#### Tasks to perform:
a: Decide whether each statement agrees with the comment thread below. Answer yes or no for each, and quote the deciding words. (i) The Copia Institute amicus brief makes questionable assertions about common carriage. (ii) Under Section 2 of Massachusetts General Laws Chapter 159, a carrier who wilfully refuses to comply forfeits between fifty and five hundred dollars. (iii) In the phone analogy, the phone company has to let the caller call PepsiCo.
b: Quote everything in the comment thread below from "The ISP is like" down to "from flying swine.".

(Document segment begins)

Re: To put it so you can understand it...

The ISP is like a phone line, Twitter is like the company with a publicly availble phone number. The phone company has to let me call up PepsiCo, but if PepsiCo doesn’t like the way I’m talking about Mountain Dew, there’s nothing stopping them putting the phone down on me or even blocking my number if they deem my interactions with the call centre employees to be abusive on my part. Get it? Got it? Good.

Tanner Andrews (profile) says:

Re: not addressing the problem of poop from flying pigs

brief doesn’t address the common carrier claim

I have not seen a non-frivolous argument that twitter, facebook, &c., are any sorts of common carriers. It may be that the common carrier issue is omitted because of page limits.

These limits also lead to omission of discussion as to need for stronger umbrellas to avoid faeces from flying swine.

Joachim Martillo (user link) says:

HB 20 Regulates Conduct Not Freedom of Expression

The amicus brief of Copia Institute has one virtue. Unlike the typical pro-Net choice amicus brief, that of Copia does not make questionable assertions about common carriage.

HB 20 is overly complex, and Copia’s brief is correct that the phrase “social medium platform” is an artificial construct. It does not belong in the statute.

Massachusetts Common Carriage Law is short, sweet, and much nastier to a social medium ICS/common carrier than HB 20.

Massachusetts General Laws Chapter 159
Section 1. Every common carrier of merchandise or other property shall receive, transport and forward all property offered for such purposes by other such carriers as promptly, faithfully and impartially, at as low rates of charge, and in a manner and on terms and conditions as favorable to the carrier offering such property, as he on the same day and at the same place receives, forwards and transports, in the ordinary course of business, property of a like description offered by persons other than such carriers. Such carrier shall not discriminate against any particular person or subject him to any undue or unreasonable prejudice or disadvantage. The supreme judicial or superior court shall have jurisdiction in equity to enforce this section.
Section 2. Every such carrier who wilfully neglects or refuses to comply with the preceding section shall forfeit not less than fifty nor more than five hundred dollars, to the person offering the property for transportation.

(Document segment ends)
(Data begins)

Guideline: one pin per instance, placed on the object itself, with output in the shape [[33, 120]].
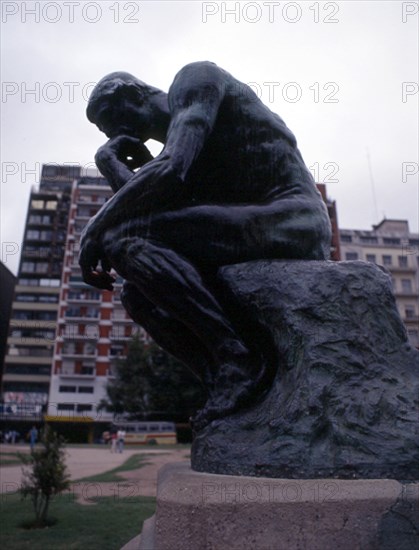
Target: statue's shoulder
[[198, 72]]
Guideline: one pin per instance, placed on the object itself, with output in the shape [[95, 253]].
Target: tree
[[47, 475], [151, 384]]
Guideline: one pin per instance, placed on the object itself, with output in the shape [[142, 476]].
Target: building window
[[406, 285], [65, 407], [387, 260], [67, 389], [410, 312], [83, 408], [369, 240], [350, 256], [391, 241], [28, 267], [86, 389]]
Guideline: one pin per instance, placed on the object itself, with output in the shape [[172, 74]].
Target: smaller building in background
[[332, 211], [391, 244]]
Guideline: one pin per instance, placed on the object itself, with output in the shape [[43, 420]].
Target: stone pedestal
[[341, 393], [208, 511]]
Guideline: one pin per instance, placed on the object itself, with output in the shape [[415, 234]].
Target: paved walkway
[[85, 462]]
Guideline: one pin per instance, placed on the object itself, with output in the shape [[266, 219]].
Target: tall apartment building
[[7, 288], [93, 328], [27, 363], [391, 244]]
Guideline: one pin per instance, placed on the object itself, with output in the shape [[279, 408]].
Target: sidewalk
[[81, 462], [85, 462]]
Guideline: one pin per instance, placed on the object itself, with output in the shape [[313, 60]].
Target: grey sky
[[343, 76]]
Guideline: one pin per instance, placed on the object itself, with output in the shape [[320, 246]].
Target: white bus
[[143, 433]]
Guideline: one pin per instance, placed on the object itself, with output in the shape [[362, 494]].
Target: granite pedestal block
[[198, 511]]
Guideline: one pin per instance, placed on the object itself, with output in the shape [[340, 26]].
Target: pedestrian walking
[[33, 437]]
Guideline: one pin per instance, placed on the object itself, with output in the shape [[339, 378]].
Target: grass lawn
[[106, 525], [134, 462]]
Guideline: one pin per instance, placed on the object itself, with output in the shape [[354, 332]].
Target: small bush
[[45, 476]]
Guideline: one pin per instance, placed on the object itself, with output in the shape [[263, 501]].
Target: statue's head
[[117, 87]]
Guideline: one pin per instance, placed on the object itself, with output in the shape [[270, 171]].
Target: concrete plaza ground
[[88, 461]]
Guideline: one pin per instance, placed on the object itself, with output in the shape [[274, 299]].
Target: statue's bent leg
[[174, 290], [169, 333]]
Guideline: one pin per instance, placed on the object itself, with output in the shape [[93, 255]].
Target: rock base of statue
[[343, 393], [196, 510]]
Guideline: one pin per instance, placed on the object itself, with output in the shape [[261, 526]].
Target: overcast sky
[[343, 76]]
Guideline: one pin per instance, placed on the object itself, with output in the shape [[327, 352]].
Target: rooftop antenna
[[374, 198]]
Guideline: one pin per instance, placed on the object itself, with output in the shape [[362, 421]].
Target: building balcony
[[81, 318], [75, 335], [115, 356], [78, 354], [119, 338], [80, 375], [83, 298], [120, 319]]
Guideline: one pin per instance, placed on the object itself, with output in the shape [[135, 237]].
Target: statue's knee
[[128, 293]]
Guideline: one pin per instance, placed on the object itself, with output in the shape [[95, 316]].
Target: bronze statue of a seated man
[[229, 186]]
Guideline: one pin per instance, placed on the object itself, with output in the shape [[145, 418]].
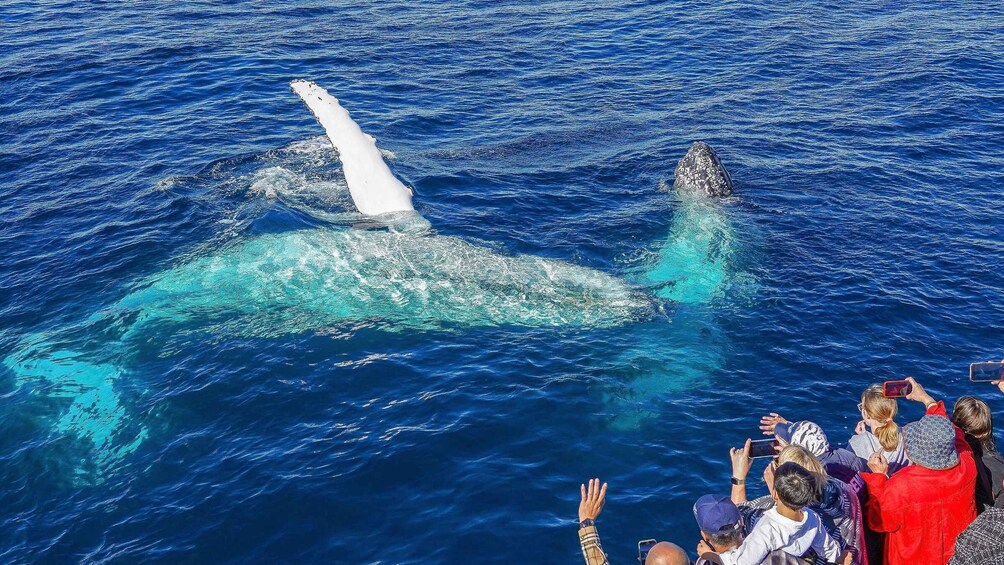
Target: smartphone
[[763, 448], [644, 547], [897, 388], [986, 372]]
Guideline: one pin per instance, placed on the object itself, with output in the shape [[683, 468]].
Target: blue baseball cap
[[717, 515]]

(Data ends)

#### Answers for the exercise:
a:
(i) No: "Unlike the typical pro-Net choice amicus brief, that of Copia does not make questionable assertions about common carriage."
(ii) Yes: "shall forfeit not less than fifty nor more than five hundred dollars, to the person offering the property for transportation."
(iii) Yes: "The phone company has to let me call up PepsiCo"

b:
The ISP is like a phone line, Twitter is like the company with a publicly availble phone number. The phone company has to let me call up PepsiCo, but if PepsiCo doesn’t like the way I’m talking about Mountain Dew, there’s nothing stopping them putting the phone down on me or even blocking my number if they deem my interactions with the call centre employees to be abusive on my part. Get it? Got it? Good.

Tanner Andrews (profile) says:

Re: not addressing the problem of poop from flying pigs

brief doesn’t address the common carrier claim

I have not seen a non-frivolous argument that twitter, facebook, &c., are any sorts of common carriers. It may be that the common carrier issue is omitted because of page limits.

These limits also lead to omission of discussion as to need for stronger umbrellas to avoid faeces from flying swine.